### TEXTE ÉTUDIÉ
-=-=-

En janvier 2018, Gusty Graas prenait la présidence du parlement du Benelux pour un mandat de deux ans. Inconnu en Belgique, discret côté luxembourgeois, ce politicien de longue date aurait hérité de cette nomination en « lot de consolation ». Mais, plus que son président, n’est-ce pas le Benelux lui-même qui est un peu « has been » ? Plus de 60 ans après sa création, la coopération poursuit ses activités. À un train de sénateur… Au bilan, ce laboratoire européen oscille entre petites avancées et grandes désillusions.
Mais à quoi peut bien encore servir le Benelux ? Pour un jeune comme moi, né au milieu des années 90, en pleine aspiration européenne, l’institution reste grandement méconnue – malgré quelques cours d’histoire, trop vite oubliés. Moteur de la construction européenne et de l’espace Schengen, le Benelux a été à l’impulsion de nombreuses révolutions dans les années 60. Depuis, le monde a bien changé. L’Union européenne a pris son envol. La coopération entre la Belgique, le Luxembourg et les Pays-Bas, elle, s’est enfoncée dans l’oubli. Mais, malgré son rythme de tortue et un cadre d’action plus restreint, le Benelux n’a jamais cessé ses travaux.
Soixante ans plus tard, le projet européen s’essouffle et se fissure. Mais le Benelux, lui, revendique toujours son rôle avant-gardiste d’exemple et de laboratoire. Pour le Luxembourgeois Gusty Graas, président de l’assemblée interparlementaire du Benelux, « le potentiel de la coopération est loin d’être atteint ». « Là où les grandes organisations européennes n’avancent plus, le Benelux est plus agile et au plus près de nos besoins. » Carrément ? Cela reste à démontrer.
Entre reconnaissance et lot de consolation
Gusty Graas incarne bien le Benelux. Invisible aux Pays-Bas, inconnu en Belgique, discret au Grand-Duché. Le sexagénaire symbolise, bien malgré lui, l’indifférence et le peu de publicité de son parlement composé de députés des trois délégations. Rien ne prédisposait ce Luxembourgeois à une longue carrière politique. Sauf, peut-être, la popularité de ses parents, ouvrier communal et institutrice à Bettembourg, commune de 10 000 habitants. Une notoriété dont tire profit le jeune homme. Il mange, dort, boit politique et entretient ce terreau fertile en s’impliquant dans le secteur associatif local. « J’ai toujours aimé organiser des événements, parler à la presse, tenir des discours et puis, soyons honnêtes, c’était un bon moyen d’asseoir mon assise locale », se remémore le principal intéressé. Il combine son amour de la pêche avec la présidence du cercle local des pêcheurs. Sa plus belle prise ? Avoir été à la tête, durant près de 20 ans, de la Fédération luxembourgeoise des pêcheurs sportifs. Une association riche de plusieurs milliers de membres… et de potentiels électeurs.

-=-=-

### ÉNONCÉ DU PROBLÈME
Recopiez le passage du texte sur le Benelux allant de « Mais à quoi » à « cessé ses travaux. ».

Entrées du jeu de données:
-=-=-

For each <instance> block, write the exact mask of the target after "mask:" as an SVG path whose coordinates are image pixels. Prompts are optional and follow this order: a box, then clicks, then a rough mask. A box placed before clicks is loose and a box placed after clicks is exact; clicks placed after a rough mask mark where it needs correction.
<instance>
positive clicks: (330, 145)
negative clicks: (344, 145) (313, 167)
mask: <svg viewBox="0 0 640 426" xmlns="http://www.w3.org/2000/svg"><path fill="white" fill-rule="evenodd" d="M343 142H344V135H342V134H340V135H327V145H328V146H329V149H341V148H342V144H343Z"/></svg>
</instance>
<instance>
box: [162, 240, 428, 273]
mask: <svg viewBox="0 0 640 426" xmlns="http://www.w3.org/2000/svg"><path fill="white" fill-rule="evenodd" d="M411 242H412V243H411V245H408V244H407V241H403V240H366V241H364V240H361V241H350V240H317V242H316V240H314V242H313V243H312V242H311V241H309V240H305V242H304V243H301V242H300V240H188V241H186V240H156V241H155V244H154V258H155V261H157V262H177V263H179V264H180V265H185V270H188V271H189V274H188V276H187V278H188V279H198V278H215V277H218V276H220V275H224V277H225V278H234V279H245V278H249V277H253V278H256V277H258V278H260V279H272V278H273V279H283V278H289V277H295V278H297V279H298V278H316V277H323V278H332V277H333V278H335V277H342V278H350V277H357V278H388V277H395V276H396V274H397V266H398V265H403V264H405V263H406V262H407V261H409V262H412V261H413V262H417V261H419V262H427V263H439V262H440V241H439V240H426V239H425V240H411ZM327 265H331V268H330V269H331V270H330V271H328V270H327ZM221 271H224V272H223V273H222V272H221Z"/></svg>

-=-=-

### ZONE DE RÉPONSE
Mais à quoi peut bien encore servir le Benelux ? Pour un jeune comme moi, né au milieu des années 90, en pleine aspiration européenne, l’institution reste grandement méconnue – malgré quelques cours d’histoire, trop vite oubliés. Moteur de la construction européenne et de l’espace Schengen, le Benelux a été à l’impulsion de nombreuses révolutions dans les années 60. Depuis, le monde a bien changé. L’Union européenne a pris son envol. La coopération entre la Belgique, le Luxembourg et les Pays-Bas, elle, s’est enfoncée dans l’oubli. Mais, malgré son rythme de tortue et un cadre d’action plus restreint, le Benelux n’a jamais cessé ses travaux.